— START OF Provided information —

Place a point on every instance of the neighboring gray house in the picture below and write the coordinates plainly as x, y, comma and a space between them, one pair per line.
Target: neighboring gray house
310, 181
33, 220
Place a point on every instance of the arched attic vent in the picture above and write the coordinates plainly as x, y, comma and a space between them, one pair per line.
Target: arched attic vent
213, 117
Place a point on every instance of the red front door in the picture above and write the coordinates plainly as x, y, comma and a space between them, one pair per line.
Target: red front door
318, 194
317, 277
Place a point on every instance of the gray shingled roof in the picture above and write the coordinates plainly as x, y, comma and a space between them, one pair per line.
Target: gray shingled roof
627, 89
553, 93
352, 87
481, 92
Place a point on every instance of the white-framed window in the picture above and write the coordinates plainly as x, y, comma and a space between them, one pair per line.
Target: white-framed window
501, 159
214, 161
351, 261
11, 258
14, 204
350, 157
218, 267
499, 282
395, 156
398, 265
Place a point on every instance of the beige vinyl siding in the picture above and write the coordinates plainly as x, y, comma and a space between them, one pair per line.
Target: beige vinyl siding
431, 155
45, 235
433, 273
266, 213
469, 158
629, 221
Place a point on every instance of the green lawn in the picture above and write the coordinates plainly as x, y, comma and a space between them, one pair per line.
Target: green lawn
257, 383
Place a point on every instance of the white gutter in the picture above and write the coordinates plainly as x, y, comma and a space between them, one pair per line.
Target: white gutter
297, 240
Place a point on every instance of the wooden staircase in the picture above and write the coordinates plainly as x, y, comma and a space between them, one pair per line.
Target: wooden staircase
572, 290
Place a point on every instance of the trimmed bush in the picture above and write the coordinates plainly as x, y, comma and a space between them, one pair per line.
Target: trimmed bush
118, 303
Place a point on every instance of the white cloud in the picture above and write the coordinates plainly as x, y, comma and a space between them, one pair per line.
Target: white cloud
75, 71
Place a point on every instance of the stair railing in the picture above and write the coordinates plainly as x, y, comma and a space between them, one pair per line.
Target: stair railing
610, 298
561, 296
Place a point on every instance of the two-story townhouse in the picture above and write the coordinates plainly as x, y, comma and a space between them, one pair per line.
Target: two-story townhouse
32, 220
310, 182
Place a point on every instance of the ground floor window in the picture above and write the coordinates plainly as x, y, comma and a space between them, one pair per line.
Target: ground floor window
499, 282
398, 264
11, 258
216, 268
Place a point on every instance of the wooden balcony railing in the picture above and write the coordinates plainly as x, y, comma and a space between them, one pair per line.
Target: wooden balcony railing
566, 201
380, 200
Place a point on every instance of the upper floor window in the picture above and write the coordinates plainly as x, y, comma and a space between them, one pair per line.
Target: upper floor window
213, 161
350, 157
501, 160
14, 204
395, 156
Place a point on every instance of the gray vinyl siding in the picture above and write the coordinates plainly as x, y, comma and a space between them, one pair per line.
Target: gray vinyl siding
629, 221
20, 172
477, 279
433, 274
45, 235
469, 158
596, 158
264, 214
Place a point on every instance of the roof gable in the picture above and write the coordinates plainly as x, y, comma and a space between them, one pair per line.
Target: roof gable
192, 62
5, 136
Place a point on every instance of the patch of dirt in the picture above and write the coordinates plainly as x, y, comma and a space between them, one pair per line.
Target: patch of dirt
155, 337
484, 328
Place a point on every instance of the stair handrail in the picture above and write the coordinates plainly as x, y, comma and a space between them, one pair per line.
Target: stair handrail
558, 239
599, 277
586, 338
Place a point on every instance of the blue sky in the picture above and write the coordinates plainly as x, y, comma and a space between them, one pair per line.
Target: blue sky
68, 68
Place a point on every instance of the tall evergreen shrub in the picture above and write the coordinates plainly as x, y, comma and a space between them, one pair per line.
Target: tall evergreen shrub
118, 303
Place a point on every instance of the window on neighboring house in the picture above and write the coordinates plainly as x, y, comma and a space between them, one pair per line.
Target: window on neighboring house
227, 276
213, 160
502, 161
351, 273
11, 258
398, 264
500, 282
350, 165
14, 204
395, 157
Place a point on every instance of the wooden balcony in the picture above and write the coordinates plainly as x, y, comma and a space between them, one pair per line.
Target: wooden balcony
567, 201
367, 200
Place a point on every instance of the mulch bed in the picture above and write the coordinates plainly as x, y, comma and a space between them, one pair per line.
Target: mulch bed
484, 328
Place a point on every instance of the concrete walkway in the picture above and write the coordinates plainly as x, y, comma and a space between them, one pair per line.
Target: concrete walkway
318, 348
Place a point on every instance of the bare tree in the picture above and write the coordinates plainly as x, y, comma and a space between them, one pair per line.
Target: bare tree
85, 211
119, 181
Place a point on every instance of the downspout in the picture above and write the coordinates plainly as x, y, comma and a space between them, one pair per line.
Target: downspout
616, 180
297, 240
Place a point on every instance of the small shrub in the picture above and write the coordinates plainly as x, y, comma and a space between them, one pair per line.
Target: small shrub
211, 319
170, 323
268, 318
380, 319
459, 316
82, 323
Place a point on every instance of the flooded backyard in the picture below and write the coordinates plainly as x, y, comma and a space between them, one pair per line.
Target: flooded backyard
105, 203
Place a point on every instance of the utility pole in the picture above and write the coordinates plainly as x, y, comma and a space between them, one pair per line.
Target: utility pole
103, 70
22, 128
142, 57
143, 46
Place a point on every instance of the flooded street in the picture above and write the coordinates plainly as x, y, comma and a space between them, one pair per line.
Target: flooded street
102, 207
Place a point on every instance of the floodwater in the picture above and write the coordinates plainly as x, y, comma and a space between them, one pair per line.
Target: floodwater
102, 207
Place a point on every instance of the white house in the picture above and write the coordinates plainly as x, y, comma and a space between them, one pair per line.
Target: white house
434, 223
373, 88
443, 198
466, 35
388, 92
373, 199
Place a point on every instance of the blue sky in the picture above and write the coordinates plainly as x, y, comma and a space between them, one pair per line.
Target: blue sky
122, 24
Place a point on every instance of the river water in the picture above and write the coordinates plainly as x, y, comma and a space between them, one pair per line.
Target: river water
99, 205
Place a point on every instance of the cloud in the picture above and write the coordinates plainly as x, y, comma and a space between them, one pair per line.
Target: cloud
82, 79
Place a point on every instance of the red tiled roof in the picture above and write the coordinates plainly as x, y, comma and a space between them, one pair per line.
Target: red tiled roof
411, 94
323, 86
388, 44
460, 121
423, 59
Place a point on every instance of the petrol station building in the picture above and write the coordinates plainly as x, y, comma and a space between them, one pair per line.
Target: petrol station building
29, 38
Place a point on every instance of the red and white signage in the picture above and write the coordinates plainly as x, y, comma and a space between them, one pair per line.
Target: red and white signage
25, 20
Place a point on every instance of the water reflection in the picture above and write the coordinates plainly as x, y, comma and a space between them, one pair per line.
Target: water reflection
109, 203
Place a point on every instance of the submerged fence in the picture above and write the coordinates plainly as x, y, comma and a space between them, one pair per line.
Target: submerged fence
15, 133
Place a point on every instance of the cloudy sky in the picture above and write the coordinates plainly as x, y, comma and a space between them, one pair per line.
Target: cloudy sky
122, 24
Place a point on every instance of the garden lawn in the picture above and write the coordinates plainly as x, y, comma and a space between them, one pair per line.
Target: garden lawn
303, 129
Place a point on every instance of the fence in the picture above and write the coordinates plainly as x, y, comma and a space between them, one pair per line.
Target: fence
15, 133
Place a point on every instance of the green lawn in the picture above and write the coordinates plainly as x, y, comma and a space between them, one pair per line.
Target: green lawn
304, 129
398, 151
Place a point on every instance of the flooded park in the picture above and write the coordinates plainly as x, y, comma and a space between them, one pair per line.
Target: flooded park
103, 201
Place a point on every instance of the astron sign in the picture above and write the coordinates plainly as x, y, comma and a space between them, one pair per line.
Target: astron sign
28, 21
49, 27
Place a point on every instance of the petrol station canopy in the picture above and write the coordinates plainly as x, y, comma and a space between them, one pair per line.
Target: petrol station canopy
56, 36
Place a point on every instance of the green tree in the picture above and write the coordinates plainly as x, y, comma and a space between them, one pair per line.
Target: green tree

— END OF Provided information —

** What to produce **
Set down, exactly and in full, the lines from the one containing "Place a point on every instance of the flooded park" through the end of the entries; no other line belongs.

** Task solution **
Place a point on every instance of the flooded park in the picture above and write the coordinates plainly as x, y, comma and a space between them, one pair per line.
Target: flooded park
103, 201
Place a point on every instance of the astron sign in the picture above and write the coordinates plainly as x, y, comma and a space between them, one pair per line.
Target: astron sign
28, 21
49, 27
Place a point on every instance of the petrol station canopy in the picture above and write the coordinates plainly as x, y, comma and a space between them, one pair per line.
Target: petrol station canopy
56, 36
Place a point on every instance of the green tree in the picture above and write the coordinates plainly as x, y, comma and a space between them, one pair per line.
Target: green tree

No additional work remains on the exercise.